**Short task:** Give only the number of lines below that contain the string "segment".

-- Start of Exercise data --

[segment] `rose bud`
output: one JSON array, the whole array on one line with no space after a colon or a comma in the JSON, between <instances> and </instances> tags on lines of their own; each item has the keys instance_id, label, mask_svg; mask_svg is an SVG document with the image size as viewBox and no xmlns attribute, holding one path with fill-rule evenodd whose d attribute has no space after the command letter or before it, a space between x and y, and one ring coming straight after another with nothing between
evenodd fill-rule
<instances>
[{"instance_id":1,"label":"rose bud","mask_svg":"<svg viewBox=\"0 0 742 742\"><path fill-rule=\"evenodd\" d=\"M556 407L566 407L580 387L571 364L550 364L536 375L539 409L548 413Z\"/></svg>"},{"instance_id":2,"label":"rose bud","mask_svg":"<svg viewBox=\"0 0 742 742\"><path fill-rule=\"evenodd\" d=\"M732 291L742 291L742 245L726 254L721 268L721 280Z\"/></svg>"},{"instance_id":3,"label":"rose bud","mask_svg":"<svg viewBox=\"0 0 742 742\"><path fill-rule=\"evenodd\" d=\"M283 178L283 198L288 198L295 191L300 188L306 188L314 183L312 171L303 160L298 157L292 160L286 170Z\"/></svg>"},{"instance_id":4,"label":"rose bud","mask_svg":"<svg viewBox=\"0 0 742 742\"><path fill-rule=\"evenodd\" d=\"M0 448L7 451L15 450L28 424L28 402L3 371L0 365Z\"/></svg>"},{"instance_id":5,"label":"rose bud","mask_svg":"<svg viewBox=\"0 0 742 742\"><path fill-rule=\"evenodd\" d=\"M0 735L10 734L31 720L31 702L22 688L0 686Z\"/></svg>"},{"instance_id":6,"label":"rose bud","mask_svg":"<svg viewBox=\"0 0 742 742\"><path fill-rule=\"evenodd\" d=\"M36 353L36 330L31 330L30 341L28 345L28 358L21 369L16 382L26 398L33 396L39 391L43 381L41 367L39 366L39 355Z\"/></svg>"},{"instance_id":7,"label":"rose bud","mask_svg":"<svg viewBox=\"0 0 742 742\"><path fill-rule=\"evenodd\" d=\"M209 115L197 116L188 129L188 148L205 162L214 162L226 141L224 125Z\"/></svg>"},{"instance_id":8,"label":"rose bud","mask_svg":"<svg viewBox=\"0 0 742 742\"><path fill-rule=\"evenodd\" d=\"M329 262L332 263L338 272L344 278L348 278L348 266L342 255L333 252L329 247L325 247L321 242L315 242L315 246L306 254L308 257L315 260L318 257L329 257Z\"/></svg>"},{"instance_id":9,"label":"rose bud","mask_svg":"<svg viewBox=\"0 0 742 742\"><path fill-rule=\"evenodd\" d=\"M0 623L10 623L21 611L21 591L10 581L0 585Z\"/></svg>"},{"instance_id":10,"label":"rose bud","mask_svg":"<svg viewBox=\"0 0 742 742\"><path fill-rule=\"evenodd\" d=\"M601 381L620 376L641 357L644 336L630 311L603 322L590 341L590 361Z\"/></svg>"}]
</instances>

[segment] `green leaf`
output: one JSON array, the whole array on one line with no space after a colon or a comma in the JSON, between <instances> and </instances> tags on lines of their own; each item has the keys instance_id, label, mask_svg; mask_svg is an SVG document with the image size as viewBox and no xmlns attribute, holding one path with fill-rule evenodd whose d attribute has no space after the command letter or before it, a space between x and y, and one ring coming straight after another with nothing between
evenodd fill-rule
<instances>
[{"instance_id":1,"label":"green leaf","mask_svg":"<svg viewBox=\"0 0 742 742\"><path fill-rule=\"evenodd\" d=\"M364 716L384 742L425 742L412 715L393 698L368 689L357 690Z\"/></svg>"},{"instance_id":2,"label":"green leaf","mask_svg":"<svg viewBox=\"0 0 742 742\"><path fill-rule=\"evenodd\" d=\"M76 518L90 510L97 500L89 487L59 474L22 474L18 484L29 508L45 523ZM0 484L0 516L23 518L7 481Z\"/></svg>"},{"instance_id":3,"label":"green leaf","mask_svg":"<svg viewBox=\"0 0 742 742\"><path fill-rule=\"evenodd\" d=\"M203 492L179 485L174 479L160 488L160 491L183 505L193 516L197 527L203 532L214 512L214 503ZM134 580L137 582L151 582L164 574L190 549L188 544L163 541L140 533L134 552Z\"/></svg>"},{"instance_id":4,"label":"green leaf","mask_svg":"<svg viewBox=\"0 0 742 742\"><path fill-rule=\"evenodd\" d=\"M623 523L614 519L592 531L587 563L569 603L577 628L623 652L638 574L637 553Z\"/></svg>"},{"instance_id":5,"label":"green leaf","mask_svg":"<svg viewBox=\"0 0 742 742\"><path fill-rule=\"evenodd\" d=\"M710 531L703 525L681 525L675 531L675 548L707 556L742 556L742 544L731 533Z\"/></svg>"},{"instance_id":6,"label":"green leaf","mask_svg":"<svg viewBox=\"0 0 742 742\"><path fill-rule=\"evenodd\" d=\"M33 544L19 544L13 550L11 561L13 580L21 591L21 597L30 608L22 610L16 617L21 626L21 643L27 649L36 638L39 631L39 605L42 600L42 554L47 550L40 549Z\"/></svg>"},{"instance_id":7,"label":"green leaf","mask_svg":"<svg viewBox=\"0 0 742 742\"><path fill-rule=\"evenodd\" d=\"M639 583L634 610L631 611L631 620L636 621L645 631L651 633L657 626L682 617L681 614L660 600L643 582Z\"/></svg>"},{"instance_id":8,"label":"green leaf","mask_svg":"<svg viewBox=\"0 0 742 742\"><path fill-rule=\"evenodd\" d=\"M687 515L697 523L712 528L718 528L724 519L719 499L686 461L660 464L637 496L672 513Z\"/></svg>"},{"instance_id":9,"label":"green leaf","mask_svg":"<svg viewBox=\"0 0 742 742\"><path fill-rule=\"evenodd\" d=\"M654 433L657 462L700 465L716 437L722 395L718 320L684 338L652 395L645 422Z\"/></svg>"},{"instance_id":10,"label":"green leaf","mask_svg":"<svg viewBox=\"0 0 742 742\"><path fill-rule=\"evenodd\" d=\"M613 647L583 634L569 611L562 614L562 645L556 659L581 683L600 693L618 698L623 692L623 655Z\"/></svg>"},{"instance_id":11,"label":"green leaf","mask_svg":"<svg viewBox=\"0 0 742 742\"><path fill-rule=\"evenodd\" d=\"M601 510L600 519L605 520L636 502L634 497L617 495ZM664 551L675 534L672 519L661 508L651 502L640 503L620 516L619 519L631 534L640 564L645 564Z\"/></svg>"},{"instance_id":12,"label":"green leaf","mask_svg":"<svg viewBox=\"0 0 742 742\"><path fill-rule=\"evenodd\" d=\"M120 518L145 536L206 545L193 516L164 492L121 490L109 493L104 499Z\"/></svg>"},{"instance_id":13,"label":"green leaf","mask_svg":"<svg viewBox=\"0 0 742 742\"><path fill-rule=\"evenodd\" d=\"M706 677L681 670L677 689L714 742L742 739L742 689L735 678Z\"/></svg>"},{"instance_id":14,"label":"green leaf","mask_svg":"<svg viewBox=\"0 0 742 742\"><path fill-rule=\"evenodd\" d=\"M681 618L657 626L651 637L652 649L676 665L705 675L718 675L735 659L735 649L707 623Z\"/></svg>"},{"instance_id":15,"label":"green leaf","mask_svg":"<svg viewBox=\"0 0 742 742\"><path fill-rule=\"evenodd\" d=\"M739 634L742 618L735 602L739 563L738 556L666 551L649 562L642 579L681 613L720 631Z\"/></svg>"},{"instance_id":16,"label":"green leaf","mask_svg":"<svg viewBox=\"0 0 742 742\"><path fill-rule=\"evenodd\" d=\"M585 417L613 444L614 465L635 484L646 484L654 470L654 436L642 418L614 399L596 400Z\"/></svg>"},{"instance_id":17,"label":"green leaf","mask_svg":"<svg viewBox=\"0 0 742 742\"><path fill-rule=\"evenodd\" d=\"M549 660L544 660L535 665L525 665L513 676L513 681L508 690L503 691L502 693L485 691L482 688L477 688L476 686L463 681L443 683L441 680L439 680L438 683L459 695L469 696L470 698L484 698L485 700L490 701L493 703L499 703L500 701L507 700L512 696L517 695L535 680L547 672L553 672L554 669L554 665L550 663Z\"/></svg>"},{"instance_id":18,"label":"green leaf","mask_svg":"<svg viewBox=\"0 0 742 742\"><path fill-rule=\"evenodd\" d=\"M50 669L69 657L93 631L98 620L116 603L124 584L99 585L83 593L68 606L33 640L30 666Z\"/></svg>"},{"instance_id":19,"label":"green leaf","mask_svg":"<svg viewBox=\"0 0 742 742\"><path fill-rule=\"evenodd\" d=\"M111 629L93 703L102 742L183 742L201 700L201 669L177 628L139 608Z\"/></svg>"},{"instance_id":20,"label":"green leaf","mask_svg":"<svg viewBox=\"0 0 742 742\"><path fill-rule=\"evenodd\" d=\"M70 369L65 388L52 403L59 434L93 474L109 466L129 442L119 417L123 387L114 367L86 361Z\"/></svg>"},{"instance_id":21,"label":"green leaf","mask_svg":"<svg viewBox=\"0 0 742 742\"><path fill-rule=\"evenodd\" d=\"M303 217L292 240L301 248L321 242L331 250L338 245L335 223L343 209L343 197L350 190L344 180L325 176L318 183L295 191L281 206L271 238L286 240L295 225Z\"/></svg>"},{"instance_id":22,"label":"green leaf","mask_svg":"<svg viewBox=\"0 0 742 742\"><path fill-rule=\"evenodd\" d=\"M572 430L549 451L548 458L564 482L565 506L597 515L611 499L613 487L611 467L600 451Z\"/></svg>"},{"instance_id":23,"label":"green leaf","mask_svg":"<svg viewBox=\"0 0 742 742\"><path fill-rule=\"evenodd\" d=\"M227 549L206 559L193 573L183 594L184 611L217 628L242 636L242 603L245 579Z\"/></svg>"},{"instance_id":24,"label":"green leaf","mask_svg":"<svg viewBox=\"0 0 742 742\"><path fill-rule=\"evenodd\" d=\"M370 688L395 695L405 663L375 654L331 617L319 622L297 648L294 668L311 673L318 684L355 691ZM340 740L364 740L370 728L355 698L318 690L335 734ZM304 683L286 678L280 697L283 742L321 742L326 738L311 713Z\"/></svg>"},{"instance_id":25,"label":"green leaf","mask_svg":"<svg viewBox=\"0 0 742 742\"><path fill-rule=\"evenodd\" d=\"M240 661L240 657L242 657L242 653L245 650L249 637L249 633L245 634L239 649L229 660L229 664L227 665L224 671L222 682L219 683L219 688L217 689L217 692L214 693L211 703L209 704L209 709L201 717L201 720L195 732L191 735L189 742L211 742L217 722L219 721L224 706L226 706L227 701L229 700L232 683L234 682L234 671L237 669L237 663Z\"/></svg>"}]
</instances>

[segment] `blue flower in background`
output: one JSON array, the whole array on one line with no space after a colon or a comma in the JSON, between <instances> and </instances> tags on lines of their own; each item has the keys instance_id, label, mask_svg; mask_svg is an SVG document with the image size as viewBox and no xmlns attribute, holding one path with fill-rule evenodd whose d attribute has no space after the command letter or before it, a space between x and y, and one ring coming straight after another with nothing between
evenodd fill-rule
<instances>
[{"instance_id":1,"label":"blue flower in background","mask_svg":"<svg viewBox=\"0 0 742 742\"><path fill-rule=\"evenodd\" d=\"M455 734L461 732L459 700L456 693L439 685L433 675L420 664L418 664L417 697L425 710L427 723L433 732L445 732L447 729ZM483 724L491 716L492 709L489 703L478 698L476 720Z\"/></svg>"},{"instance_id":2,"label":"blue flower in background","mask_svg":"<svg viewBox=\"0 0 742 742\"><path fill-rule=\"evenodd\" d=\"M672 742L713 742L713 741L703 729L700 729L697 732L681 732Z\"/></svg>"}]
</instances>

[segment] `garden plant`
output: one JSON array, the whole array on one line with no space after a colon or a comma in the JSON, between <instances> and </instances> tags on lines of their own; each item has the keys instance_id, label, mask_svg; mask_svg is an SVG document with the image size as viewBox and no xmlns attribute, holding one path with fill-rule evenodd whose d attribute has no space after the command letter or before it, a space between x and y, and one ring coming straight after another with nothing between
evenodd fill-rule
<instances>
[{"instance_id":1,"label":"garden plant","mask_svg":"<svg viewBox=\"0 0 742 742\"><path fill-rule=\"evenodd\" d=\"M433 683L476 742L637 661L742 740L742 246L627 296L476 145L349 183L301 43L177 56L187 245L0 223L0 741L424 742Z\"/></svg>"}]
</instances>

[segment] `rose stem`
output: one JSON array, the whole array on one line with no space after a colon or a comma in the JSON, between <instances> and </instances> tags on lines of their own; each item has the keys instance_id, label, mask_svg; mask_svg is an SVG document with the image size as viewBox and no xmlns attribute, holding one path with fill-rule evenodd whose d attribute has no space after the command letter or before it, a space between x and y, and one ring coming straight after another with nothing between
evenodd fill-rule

-- End of Exercise data --

**Full response:** 5